* Given request A *
By how much does the CubicCurve pull request say the `build_*_cubic_100_points` benchmark improves?
* Given request B *
Please write out the CubicCurve pull request from "Add CubicCurve::segment_count +" to "twice as fast)".

* Selection *
Add CubicCurve::segment_count + iter_samples adjustment (#8711)

## Objective

- Provide a way to use `CubicCurve` non-iter methods
- Accept a `FnMut` over a `fn` pointer on `iter_samples`
- Improve `build_*_cubic_100_points` benchmark by -45% (this means they
are twice as fast)

### Solution

Previously, the only way to iterate over an evenly spaced set of points
on a `CubicCurve` was to use one of the `iter_*` methods.

The return value of those methods were bound by `&self` lifetime, making
them unusable in certain contexts.

Furthermore, other `CubicCurve` methods (`position`, `velocity`,
`acceleration`) required normalizing `t` over the `CubicCurve`'s
internal segment count.

There were no way to access this segment count, making those methods
pretty much unusable.

The newly added `segment_count` allows accessing the segment count.

* Recorded data *
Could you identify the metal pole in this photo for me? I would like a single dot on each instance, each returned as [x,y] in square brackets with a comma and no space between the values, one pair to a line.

* Final answer A *
By -45%, which it says means the benchmarks are twice as fast.

* Final answer B *
Add CubicCurve::segment_count + iter_samples adjustment (#8711)

## Objective

- Provide a way to use `CubicCurve` non-iter methods
- Accept a `FnMut` over a `fn` pointer on `iter_samples`
- Improve `build_*_cubic_100_points` benchmark by -45% (this means they
are twice as fast)